#### [EXERCISE INSTRUCTIONS]
How many lines in the data below include the word "altar"? Respond with the number, nothing more.

#### [RECORDS SHOWN]
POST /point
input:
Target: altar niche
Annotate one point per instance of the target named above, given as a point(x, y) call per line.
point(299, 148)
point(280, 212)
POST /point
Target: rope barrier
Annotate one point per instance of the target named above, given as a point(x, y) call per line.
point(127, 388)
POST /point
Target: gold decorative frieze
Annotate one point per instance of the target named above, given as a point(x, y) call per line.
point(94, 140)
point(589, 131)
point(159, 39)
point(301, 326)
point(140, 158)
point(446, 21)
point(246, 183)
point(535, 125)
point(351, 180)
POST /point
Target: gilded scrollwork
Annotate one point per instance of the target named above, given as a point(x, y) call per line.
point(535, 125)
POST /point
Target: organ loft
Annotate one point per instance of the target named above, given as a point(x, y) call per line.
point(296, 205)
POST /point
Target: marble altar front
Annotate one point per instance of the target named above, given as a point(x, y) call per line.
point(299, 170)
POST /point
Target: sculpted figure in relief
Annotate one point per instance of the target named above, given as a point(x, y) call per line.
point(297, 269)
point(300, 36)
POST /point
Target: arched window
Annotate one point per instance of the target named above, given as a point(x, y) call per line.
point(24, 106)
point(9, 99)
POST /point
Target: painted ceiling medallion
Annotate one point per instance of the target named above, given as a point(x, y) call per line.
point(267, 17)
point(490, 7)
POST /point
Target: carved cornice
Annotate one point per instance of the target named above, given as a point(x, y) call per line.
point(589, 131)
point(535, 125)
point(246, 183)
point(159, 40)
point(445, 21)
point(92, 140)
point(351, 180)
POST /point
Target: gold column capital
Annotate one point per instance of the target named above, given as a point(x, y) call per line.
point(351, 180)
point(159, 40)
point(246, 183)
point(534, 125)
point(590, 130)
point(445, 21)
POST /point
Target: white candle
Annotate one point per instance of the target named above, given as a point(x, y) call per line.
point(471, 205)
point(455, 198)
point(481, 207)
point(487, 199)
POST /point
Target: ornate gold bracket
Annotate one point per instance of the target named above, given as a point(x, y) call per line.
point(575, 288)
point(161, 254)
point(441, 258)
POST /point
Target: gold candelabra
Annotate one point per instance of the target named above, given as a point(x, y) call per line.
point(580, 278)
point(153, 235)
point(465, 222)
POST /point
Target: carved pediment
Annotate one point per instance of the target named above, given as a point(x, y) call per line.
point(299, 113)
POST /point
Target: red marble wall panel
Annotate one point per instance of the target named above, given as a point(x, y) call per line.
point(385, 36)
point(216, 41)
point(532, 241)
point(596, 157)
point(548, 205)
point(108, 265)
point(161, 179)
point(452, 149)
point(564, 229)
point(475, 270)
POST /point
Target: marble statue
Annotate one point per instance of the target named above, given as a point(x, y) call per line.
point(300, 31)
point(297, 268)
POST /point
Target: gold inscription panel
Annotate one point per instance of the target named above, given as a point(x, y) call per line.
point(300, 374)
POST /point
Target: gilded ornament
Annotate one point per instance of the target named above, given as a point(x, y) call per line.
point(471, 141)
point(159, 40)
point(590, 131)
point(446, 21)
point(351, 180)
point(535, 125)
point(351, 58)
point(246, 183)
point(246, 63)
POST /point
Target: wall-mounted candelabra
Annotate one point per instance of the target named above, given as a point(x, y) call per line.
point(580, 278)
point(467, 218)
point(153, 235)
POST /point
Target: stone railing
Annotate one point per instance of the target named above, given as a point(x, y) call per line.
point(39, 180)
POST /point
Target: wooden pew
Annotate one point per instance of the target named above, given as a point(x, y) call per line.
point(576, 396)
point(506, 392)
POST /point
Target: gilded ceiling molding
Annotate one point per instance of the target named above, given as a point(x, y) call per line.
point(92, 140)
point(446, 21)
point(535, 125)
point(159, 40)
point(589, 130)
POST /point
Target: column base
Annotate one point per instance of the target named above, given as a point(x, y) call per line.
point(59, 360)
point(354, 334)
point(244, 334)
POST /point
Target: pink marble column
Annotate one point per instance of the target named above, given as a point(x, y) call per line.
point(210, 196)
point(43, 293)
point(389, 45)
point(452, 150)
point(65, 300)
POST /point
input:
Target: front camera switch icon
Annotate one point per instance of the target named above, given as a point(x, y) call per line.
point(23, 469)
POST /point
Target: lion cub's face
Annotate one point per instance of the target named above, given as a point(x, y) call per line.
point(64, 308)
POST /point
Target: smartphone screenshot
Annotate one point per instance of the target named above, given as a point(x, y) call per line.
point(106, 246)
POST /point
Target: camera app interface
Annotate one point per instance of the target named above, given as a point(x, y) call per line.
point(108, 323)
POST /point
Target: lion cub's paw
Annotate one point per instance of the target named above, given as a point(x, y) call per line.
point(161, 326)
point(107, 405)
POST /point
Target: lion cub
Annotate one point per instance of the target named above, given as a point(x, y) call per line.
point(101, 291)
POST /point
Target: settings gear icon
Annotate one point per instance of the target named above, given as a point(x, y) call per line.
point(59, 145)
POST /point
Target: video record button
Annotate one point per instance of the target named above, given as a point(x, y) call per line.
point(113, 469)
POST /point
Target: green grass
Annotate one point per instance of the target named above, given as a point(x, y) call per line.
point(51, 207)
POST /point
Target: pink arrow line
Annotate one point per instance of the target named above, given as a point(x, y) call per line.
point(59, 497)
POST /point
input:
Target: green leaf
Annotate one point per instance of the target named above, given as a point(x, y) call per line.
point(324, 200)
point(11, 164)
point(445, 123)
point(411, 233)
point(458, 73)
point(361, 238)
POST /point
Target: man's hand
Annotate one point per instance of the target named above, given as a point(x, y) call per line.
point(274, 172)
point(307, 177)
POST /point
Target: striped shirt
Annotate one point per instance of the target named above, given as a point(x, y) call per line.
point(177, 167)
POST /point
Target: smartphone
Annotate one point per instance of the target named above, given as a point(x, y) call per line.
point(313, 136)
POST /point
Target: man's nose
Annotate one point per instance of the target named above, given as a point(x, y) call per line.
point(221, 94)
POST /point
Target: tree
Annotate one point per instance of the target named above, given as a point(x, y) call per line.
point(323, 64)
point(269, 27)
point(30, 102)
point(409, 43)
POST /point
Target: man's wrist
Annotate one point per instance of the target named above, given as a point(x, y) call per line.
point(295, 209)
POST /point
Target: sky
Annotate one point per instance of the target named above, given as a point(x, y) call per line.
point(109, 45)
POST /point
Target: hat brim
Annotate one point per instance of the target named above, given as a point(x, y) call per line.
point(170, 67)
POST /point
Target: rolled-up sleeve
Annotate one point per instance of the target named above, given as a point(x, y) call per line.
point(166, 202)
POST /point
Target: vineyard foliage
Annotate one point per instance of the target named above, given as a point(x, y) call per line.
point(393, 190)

#### [SOLUTION TO THE PROBLEM]
2